◆ Recorded information
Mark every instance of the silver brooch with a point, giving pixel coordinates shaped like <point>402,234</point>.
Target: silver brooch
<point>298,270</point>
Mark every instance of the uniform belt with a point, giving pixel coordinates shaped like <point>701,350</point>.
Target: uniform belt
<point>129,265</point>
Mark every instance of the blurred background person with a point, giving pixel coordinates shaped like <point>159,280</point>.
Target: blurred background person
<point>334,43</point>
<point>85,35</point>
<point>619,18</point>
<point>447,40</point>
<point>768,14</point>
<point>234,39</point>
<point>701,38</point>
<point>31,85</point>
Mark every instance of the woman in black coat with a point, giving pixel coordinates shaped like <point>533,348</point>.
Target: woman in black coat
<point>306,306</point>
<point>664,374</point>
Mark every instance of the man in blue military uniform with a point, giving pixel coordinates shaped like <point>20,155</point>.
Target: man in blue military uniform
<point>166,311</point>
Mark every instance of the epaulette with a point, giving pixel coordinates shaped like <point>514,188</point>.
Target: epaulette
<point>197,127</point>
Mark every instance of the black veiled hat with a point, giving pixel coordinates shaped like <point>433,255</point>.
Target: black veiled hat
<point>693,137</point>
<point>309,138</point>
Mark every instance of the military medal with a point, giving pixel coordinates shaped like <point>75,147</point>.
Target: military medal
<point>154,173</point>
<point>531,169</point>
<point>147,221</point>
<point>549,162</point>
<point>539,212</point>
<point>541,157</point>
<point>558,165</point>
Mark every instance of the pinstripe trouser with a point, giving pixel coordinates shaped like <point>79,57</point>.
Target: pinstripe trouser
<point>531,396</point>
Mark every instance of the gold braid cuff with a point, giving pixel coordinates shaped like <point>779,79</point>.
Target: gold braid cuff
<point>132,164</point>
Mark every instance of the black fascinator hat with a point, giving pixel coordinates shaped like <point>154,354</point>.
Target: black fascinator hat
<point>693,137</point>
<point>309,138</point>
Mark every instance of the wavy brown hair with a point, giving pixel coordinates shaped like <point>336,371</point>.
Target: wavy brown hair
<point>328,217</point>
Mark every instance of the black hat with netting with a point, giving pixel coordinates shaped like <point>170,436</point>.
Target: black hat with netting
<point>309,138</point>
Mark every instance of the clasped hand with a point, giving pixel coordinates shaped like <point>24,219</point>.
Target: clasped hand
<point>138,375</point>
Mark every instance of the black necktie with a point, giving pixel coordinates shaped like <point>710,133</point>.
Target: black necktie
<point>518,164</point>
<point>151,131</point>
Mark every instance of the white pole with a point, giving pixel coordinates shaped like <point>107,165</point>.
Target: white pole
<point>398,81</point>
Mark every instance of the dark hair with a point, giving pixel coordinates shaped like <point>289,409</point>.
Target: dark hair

◆ Try it
The required answer is the exact run of lines above starting at the line with "Mark every instance of the woman" and ending at the line with "Mark every instance of the wavy", with both ends present.

◆ Output below
Mark every instance of the woman in black coat with a point, giving pixel coordinates shaped like <point>533,348</point>.
Target: woman in black coat
<point>306,306</point>
<point>664,374</point>
Mark every instance of the man in blue military uniform with a point, giving pixel coordinates shaped like <point>20,155</point>.
Target: man in blue military uniform
<point>166,311</point>
Mark every instance of the epaulette with a point, giving pixel coordinates shaped like <point>514,188</point>.
Target: epaulette
<point>197,127</point>
Mark every instance of the black veiled hat with a point, giving pixel coordinates shaped like <point>433,255</point>.
Target: black veiled hat
<point>693,137</point>
<point>309,138</point>
Mark every instance of the military medal with a point, giving pixel coordinates shaped like <point>75,147</point>.
Target: military medal
<point>154,173</point>
<point>531,169</point>
<point>147,221</point>
<point>549,162</point>
<point>539,212</point>
<point>541,157</point>
<point>558,165</point>
Mark every instance of the pinstripe trouser with a point, giving pixel coordinates shaped like <point>79,57</point>.
Target: pinstripe trouser
<point>531,396</point>
Mark every instance of the gold braid cuff with a point, giving pixel coordinates shaped like <point>779,79</point>.
Target: gold braid cuff
<point>132,164</point>
Mark every instance of the black fascinator hat with a point, giving pixel coordinates shaped like <point>154,354</point>.
Target: black fascinator hat
<point>693,137</point>
<point>309,138</point>
Mark every instance of the wavy brown hair with a point, giving pixel coordinates shaped like <point>336,371</point>.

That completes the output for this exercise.